**TASK TO COMPLETE:**
Reproduce, word for word and in full, the passage about a wife who cannot forgive her husband.

**SOURCE EXTRACT:**
---*---

Two days ago, I met a young lady who was very disturbed emotionally. Her’s is an arranged marriage. Her husband of five years, she says, had let her down over an issue raised by his mother – her mother-in-law. He had apparently abused her (his wife) and held her accountable for “insulting” his mother. This incident is over two years old and even as this young lady has been struggling with this emotional hurt, her husband has been diagnosed with cancer. Interestingly, she’s been by his side, dutifully nursing him and helping him cope with all the pain and depression. She told me while she was doing whatever she could to help her husband, she was still unable to get over her hurt over the past and move on. “I simply am unable to forgive him for what he did to me. Agreed, my mother-in-law made a mountain out a molehill, but I can’t understand why my husband vented his fury at me. I felt trampled upon and felt like dirt. Now, when I sit by his side all night helping him deal with his pain and nightmares, I am also suffering within. I feel so much anger for him. Instead of letting it all out, I am having to control it and look after him. This makes me feel worse,” the lady told me, breaking down a few times as she shared her predicament.

I told her that she was making matters worse for her by carrying so much hurt and anger within her. She either has to express her anger – which is to tell her husband how she feels about being treated the way she was or she has to forgive him and move on. It will be ideal if she can do both. Her suffering, I told her, was coming from repressing her feelings. Since her husband is in a fragile state himself, the only way forward for her – and him – at the moment, is for her to be by his side. And since this is not the time to rake up a past hurt and discuss it, she must forgive him and pour her heart into caring for him. (Well, she has the option to leave him at this time. But she, rightly so, does not want to exercise this option.)

---*---

**PROVIDED DATA:**
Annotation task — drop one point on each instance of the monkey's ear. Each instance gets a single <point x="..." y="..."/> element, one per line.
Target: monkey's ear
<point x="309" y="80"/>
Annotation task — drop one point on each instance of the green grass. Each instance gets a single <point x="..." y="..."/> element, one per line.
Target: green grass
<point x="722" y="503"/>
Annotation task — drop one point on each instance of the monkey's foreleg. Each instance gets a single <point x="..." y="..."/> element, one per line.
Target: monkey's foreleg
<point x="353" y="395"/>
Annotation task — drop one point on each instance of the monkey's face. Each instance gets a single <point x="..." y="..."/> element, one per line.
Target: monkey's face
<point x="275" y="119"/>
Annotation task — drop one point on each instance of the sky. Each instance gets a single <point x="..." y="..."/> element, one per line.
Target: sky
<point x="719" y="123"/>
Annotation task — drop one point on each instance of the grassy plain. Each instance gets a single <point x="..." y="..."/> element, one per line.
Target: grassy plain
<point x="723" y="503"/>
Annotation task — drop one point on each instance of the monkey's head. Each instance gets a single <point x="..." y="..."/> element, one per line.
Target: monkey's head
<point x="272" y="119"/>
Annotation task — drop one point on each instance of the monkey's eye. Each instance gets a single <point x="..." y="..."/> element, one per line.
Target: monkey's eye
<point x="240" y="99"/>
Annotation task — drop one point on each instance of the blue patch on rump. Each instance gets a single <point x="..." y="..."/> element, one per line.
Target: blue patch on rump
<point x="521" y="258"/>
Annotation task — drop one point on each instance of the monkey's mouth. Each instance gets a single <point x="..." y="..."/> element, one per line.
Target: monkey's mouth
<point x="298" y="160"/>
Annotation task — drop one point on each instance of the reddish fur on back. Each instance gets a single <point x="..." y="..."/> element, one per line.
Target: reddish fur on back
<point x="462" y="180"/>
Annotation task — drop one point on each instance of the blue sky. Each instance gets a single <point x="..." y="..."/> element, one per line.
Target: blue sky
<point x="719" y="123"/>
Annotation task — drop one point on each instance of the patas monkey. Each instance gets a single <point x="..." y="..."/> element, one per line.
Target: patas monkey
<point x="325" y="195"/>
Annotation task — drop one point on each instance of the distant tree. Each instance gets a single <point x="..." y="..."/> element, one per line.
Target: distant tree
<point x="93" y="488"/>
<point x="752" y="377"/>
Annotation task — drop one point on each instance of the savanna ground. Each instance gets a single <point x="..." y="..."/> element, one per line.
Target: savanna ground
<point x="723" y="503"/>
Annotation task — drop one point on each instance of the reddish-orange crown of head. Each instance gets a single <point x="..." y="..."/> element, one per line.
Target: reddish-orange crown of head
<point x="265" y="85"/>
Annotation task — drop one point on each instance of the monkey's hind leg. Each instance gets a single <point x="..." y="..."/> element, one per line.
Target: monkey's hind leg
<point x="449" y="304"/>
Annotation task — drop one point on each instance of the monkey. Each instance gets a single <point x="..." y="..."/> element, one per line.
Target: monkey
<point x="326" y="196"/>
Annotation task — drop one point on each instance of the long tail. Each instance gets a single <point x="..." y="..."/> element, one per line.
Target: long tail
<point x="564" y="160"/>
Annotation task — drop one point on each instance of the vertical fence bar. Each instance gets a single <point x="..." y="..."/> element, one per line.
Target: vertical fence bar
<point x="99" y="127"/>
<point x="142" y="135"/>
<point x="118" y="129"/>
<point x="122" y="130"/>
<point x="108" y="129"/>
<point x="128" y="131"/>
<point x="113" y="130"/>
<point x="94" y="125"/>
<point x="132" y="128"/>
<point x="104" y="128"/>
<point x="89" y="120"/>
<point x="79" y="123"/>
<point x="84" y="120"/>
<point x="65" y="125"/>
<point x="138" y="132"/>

---*---

**OUTPUT OF THE TASK:**
Two days ago, I met a young lady who was very disturbed emotionally. Her’s is an arranged marriage. Her husband of five years, she says, had let her down over an issue raised by his mother – her mother-in-law. He had apparently abused her (his wife) and held her accountable for “insulting” his mother. This incident is over two years old and even as this young lady has been struggling with this emotional hurt, her husband has been diagnosed with cancer. Interestingly, she’s been by his side, dutifully nursing him and helping him cope with all the pain and depression. She told me while she was doing whatever she could to help her husband, she was still unable to get over her hurt over the past and move on. “I simply am unable to forgive him for what he did to me. Agreed, my mother-in-law made a mountain out a molehill, but I can’t understand why my husband vented his fury at me. I felt trampled upon and felt like dirt. Now, when I sit by his side all night helping him deal with his pain and nightmares, I am also suffering within. I feel so much anger for him. Instead of letting it all out, I am having to control it and look after him. This makes me feel worse,” the lady told me, breaking down a few times as she shared her predicament.

I told her that she was making matters worse for her by carrying so much hurt and anger within her. She either has to express her anger – which is to tell her husband how she feels about being treated the way she was or she has to forgive him and move on. It will be ideal if she can do both. Her suffering, I told her, was coming from repressing her feelings. Since her husband is in a fragile state himself, the only way forward for her – and him – at the moment, is for her to be by his side. And since this is not the time to rake up a past hurt and discuss it, she must forgive him and pour her heart into caring for him. (Well, she has the option to leave him at this time. But she, rightly so, does not want to exercise this option.)